Task description> From the line with "Task: each instance of the white cloud" to the line with "[[362, 88], [72, 185]]", retype every line exactly, including those two, and leave out the rest of the data below.

Input for this task>
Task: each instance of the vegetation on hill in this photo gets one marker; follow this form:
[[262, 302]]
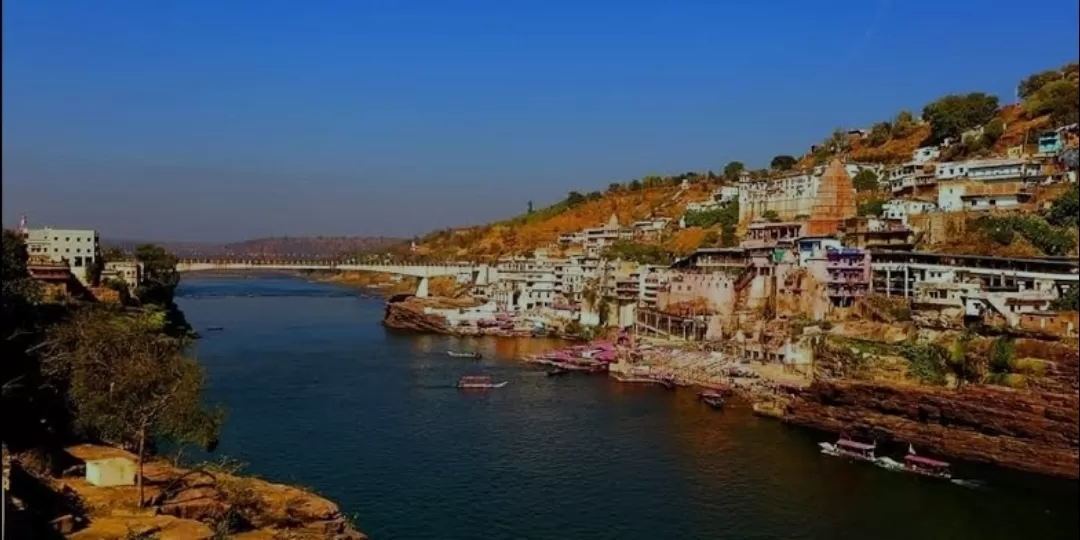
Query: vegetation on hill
[[1049, 100]]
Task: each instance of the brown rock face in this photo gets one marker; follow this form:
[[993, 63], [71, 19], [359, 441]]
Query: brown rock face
[[407, 314], [1035, 432], [836, 201]]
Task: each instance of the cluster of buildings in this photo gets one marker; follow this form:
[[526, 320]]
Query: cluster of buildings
[[69, 262], [804, 251]]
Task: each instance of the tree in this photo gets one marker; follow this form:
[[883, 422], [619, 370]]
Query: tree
[[879, 134], [993, 131], [1034, 83], [783, 162], [903, 124], [953, 115], [574, 199], [1061, 99], [872, 207], [160, 278], [865, 180], [732, 170], [129, 383], [1064, 212]]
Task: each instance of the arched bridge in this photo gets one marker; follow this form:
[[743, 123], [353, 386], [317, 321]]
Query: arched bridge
[[478, 274]]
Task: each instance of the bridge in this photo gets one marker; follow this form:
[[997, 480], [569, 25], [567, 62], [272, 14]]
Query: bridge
[[477, 274]]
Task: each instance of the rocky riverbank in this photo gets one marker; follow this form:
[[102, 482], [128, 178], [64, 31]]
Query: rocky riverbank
[[183, 503], [1028, 431]]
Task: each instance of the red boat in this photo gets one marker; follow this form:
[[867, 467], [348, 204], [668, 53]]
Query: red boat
[[927, 467], [478, 382]]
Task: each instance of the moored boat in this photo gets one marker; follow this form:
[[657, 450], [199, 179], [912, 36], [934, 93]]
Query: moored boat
[[459, 354], [927, 467], [478, 382], [849, 448]]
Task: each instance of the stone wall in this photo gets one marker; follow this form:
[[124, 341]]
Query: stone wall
[[1029, 431]]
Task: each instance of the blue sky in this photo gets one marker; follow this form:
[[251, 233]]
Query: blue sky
[[224, 120]]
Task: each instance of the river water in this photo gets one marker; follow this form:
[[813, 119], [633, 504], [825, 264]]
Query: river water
[[320, 394]]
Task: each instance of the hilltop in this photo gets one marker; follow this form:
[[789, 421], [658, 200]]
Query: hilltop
[[274, 246], [963, 126]]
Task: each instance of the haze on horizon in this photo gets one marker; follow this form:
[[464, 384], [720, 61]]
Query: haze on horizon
[[221, 121]]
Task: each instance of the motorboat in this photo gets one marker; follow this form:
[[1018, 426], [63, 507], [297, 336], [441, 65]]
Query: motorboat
[[849, 448], [459, 354], [478, 382]]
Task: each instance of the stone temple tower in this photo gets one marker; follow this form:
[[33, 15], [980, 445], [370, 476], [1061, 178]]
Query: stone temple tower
[[835, 201]]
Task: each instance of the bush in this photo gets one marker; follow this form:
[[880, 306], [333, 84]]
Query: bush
[[872, 207], [865, 180], [928, 362]]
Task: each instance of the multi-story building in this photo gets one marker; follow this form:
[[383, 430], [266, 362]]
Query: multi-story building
[[988, 170], [129, 271], [80, 248]]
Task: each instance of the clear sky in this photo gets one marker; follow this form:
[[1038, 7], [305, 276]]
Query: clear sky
[[229, 119]]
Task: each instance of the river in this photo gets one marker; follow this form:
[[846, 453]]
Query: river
[[321, 395]]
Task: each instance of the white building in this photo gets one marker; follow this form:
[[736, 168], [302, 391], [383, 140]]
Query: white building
[[900, 208], [79, 247], [129, 271], [927, 153], [987, 170]]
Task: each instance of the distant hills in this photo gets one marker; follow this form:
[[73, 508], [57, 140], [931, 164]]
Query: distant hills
[[278, 246]]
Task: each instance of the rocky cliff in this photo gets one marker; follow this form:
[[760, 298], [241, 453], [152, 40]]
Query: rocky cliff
[[406, 313], [1029, 431]]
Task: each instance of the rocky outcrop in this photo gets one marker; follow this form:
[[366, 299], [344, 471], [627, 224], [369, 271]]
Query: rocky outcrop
[[406, 313], [193, 503], [1029, 431]]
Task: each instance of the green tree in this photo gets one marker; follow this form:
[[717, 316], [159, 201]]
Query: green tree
[[879, 134], [872, 207], [865, 180], [1034, 83], [993, 131], [783, 162], [160, 278], [130, 385], [732, 170], [1065, 210], [1061, 99], [903, 124], [953, 115]]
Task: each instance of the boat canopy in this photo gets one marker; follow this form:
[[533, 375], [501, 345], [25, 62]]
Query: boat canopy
[[854, 445], [926, 461]]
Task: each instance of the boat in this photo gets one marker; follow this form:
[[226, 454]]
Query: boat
[[478, 382], [463, 354], [849, 448], [927, 467], [712, 397]]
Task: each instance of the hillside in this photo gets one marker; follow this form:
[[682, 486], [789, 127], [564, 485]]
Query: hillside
[[279, 246], [665, 198], [975, 124]]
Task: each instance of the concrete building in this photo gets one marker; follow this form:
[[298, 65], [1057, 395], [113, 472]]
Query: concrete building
[[900, 208], [988, 170], [80, 248], [129, 271]]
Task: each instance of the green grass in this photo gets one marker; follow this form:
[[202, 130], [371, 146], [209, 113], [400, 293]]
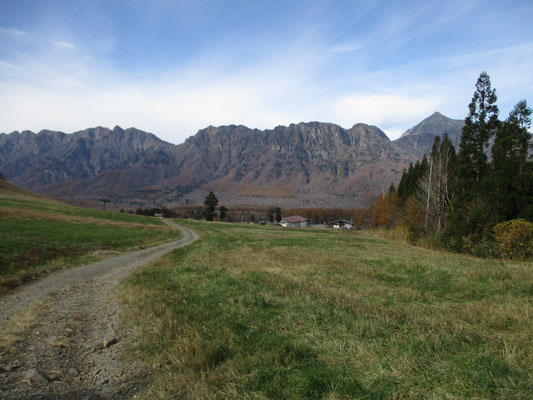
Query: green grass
[[267, 313], [64, 209], [39, 235]]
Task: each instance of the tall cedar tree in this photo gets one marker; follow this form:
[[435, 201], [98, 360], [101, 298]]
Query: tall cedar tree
[[469, 211], [210, 204], [480, 126], [223, 212], [511, 177]]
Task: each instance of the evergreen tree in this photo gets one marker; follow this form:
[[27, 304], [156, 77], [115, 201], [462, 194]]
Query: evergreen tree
[[210, 204], [511, 179], [480, 126], [469, 214], [223, 211]]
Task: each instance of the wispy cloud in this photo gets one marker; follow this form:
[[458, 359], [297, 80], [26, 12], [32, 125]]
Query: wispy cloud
[[65, 45], [345, 48], [11, 31], [175, 69]]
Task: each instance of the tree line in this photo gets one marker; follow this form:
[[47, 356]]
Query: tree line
[[461, 199]]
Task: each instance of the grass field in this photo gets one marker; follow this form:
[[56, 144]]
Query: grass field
[[254, 312], [39, 235]]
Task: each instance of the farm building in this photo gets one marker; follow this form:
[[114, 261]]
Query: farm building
[[296, 221], [341, 224]]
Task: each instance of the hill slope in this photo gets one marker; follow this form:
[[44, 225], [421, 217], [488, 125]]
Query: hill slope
[[307, 164]]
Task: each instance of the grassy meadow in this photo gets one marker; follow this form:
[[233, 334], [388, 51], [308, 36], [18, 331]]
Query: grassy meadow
[[251, 312], [39, 235]]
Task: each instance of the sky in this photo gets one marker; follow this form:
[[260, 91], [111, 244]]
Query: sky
[[174, 67]]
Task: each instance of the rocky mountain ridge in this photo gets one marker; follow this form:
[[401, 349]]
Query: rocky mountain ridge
[[310, 164]]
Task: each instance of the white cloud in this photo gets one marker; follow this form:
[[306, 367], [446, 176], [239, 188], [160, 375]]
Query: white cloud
[[65, 45], [12, 31], [391, 112], [346, 48]]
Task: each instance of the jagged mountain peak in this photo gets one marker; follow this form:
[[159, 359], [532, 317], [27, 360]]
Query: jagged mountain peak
[[435, 124]]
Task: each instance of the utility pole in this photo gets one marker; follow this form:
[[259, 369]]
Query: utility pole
[[104, 200]]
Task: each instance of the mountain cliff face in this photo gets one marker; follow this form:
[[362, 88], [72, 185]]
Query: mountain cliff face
[[420, 137], [308, 164], [36, 161]]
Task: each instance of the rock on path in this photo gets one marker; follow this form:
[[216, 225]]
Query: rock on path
[[72, 350]]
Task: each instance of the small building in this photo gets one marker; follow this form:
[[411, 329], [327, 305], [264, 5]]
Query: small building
[[296, 221], [341, 224]]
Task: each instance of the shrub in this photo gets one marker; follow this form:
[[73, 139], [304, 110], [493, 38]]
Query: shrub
[[515, 239]]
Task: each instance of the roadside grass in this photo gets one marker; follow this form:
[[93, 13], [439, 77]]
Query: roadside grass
[[253, 312], [40, 235]]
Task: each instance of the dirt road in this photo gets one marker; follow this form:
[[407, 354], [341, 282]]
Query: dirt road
[[71, 348]]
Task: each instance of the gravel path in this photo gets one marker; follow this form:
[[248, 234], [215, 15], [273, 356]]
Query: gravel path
[[72, 350]]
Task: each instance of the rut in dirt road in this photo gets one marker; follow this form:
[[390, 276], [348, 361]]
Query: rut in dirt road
[[72, 349]]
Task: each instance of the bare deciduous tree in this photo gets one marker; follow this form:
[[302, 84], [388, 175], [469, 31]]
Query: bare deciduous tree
[[434, 187]]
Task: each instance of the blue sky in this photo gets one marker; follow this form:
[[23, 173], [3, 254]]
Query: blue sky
[[173, 67]]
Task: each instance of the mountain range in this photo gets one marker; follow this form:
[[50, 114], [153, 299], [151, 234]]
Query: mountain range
[[310, 164]]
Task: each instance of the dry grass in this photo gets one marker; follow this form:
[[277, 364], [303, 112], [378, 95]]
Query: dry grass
[[14, 328], [268, 313], [24, 213]]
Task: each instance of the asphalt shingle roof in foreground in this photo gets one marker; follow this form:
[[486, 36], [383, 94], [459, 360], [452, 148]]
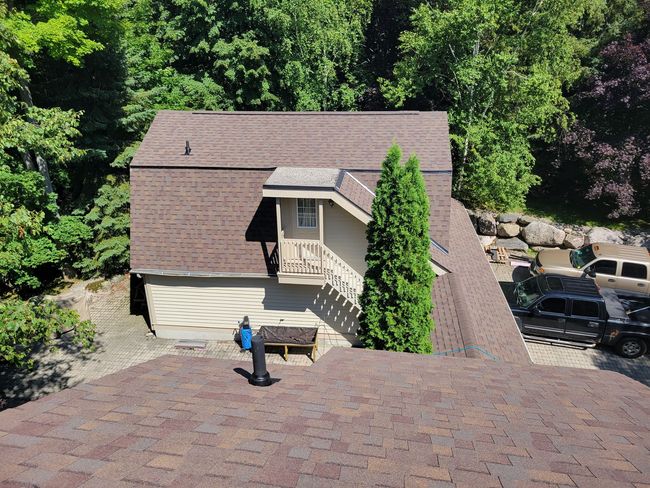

Solution to the exercise>
Task: each instance of the white cloud in this photo gets one marker; follow this form:
[[306, 367], [446, 176], [239, 188], [160, 375]]
Query: white cloud
[[65, 45], [12, 31], [391, 112], [346, 48]]
Task: each instance of the jagged mountain peak in this photo gets one marker; follow this form:
[[159, 359], [532, 317], [27, 360]]
Query: jagged mountain peak
[[435, 124]]
Task: each instance of the utility pole in this photo gets one marker; follow this form:
[[259, 369]]
Query: utility pole
[[104, 200]]
Task: each instance of the mountain cliff face in this photo gets one marker; follow this form:
[[362, 88], [72, 185]]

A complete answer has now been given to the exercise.